# Trecho selecionado:
Corra! aborda o racismo institucionalizado na sociedade atual

Sem spoilers

Maysa Costa
4 min readDec 27, 2018

Um jovem fotógrafo viaja com a namorada para conhecer os pais dela, chegando lá ele passa por situações desconfortantes e perturbadoras. “Corra!” é o primeiro longa metragem do humorista Jordan Peele que é bastante famoso pelos seus stand ups e esquetes, com esse filme Peele nos mostra que uma premissa aparentemente simples pode entregar um thriller de arrepiar.

Daniel Kaluuya em “Corra!” (2017)

O longa extraí de uma situação básica um resultado muito eficaz, ele se porta bem dentro do que se propõe, constatando que um roteiro simples, mas bem trabalhado é bem melhor que um roteiro mirabolante, mas sem atenção aos detalhes e é esse o acerto do Peele, OS DETALHES. O grande triunfo desse filme não é ter mirabolâncias na trama, mas sim na abordagem, o diretor carrega uma sensibilidade ao nos aproximar do protagonista com os pequenos desconfortos que ele passa ao longo da história.

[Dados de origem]
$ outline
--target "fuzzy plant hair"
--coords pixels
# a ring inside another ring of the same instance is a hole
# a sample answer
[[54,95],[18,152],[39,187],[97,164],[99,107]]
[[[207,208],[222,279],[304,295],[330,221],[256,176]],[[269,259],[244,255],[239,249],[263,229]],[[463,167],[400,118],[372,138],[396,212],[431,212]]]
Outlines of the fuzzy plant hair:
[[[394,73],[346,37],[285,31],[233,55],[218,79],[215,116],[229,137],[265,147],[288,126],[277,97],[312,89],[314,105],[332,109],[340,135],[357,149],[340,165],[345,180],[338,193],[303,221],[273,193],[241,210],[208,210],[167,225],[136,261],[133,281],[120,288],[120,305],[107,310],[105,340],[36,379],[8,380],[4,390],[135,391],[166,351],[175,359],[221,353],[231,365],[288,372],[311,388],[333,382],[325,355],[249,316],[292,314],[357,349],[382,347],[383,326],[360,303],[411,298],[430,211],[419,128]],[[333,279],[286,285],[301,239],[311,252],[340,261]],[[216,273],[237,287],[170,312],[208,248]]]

# Desafios:
a) Copie sem alterações a parte da crítica sobre "Corra!" que começa em "Corra! aborda o" e termina em "thriller de arrepiar.".
b) Verta para o inglês esta frase da crítica sobre "Corra!": "Um jovem fotógrafo viaja com a namorada para conhecer os pais dela, chegando lá ele passa por situações desconfortantes e perturbadoras."

# Respostas escritas:
a)
Corra! aborda o racismo institucionalizado na sociedade atual

Sem spoilers

Maysa Costa
4 min readDec 27, 2018

Um jovem fotógrafo viaja com a namorada para conhecer os pais dela, chegando lá ele passa por situações desconfortantes e perturbadoras. “Corra!” é o primeiro longa metragem do humorista Jordan Peele que é bastante famoso pelos seus stand ups e esquetes, com esse filme Peele nos mostra que uma premissa aparentemente simples pode entregar um thriller de arrepiar.

b) A young photographer travels with his girlfriend to meet her parents, and once there he goes through uncomfortable and disturbing situations.